• EXERCISE DESCRIPTION: Determine the number of lines in the data that contain "segment". Answer with that number only.

Stored data entries:
┄┄┄┄┄┄┄┄┄┄

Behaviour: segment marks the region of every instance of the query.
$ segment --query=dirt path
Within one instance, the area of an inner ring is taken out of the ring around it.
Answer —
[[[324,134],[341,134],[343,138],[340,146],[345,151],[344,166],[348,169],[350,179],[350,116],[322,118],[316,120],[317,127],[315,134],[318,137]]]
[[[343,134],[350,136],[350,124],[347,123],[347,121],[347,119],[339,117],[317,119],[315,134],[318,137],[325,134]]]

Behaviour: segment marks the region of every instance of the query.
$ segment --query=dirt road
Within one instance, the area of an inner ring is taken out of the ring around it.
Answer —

┄┄┄┄┄┄┄┄┄┄

• EXERCISE RESPONSE: 4